The recently finalized home infusion benefit from the Centers for Medicare & Medicaid Services (CMS) has created moderate excitement within the home health community, with some providers seeing newfound opportunities to expand their business offerings.
Those who currently provide home infusion services, however, have called CMS’s new benefit “deeply flawed.” CMS finalized a permanent home infusion benefit that starts in 2021 within its final home health payment rule, released Oct. 31.
The problem, critics say, is that the currently structured home infusion benefit would only reimburse home infusion providers for services on the days when a nurse is present in a patient’s home. But nursing visits are just a small piece of the larger puzzle that is home infusion, meaning such a reimbursement model would be unsustainable.
These shortcomings must be addressed before the benefit can be of any real use to providers or patients, industry insiders say.
“The benefit sounds good, but, ultimately, all [CMS] did was carve out and create a nursing benefit for patients who aren’t homebound,” Connie Sullivan, president and CEO of the National Home Infusion Association (NHIA), told Home Health Care News in early October.
NHIA is trade association representing organizations that provide home infusion, which is the at-home delivery of a drug through a needle or catheter. Some examples of home infusion include chemotherapy, immune deficiency treatment and anti-infective treatment.
While NHIA opposed CMS’s initial home infusion proposal, it doubled down on its criticisms last week, noting that the organization is even pursuing legal remedies or Congressional intervention.
CMS first proposed the home infusion benefit in July as part of its proposed home health payment rule.

━━━━━━━━━━━━━━━━━━━━━━━━━━━━━━

**Exercise requirements**
1. According to the home infusion article, in what year does CMS's permanent home infusion benefit start?
2. How would you say this sentence from the home infusion article in Spanish: "CMS first proposed the home infusion benefit in July as part of its proposed home health payment rule."
3. Which examples of home infusion does the home infusion article name?
The listing after the home infusion article has nothing to do with it.

**Raw data**
━━━━━━━━━━━━━━━━━━━━━━━━━━━━━━

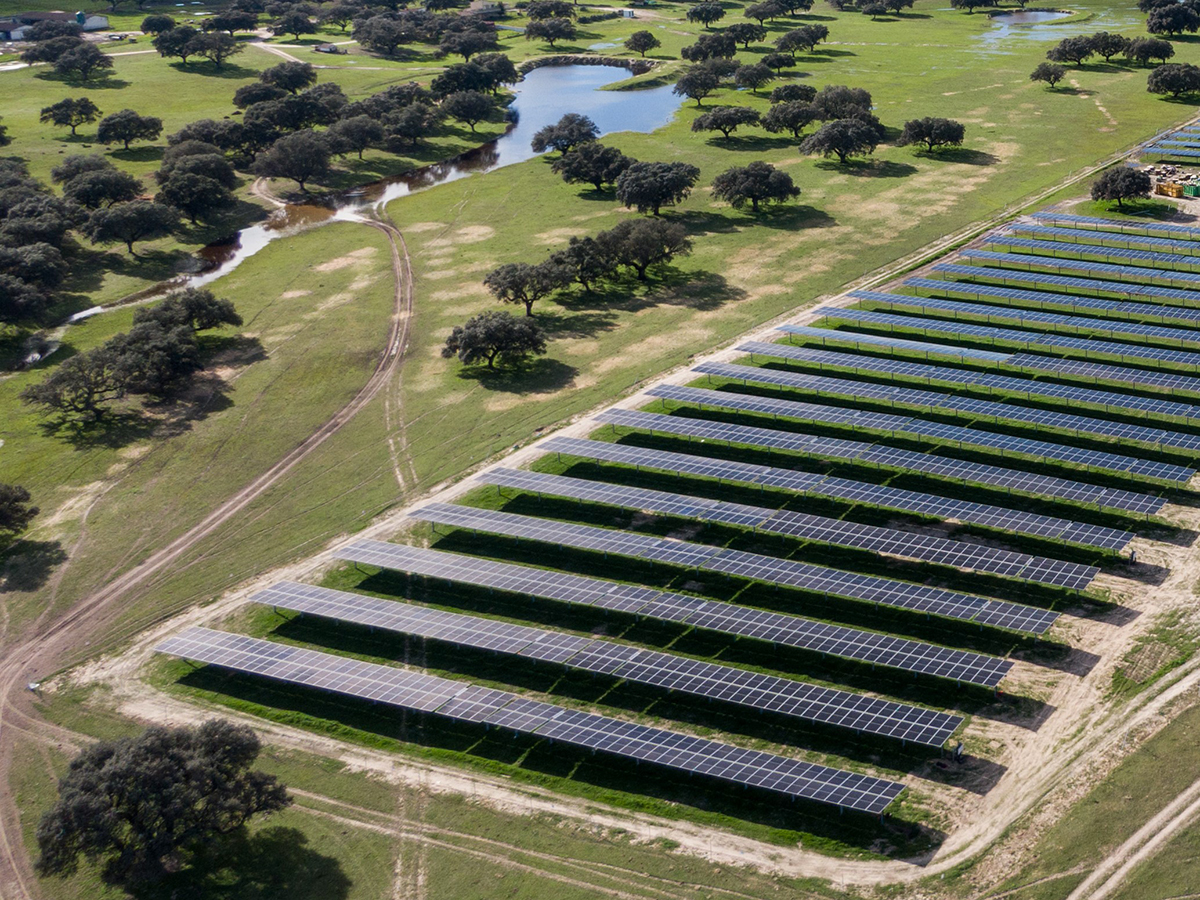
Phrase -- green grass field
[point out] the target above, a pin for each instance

━━━━━━━━━━━━━━━━━━━━━━━━━━━━━━

**Answers by item**
1. 2021

2. CMS propuso por primera vez el beneficio de infusión a domicilio en julio, como parte de su propuesta de regla de pagos de atención médica a domicilio.

3. Chemotherapy, immune deficiency treatment and anti-infective treatment.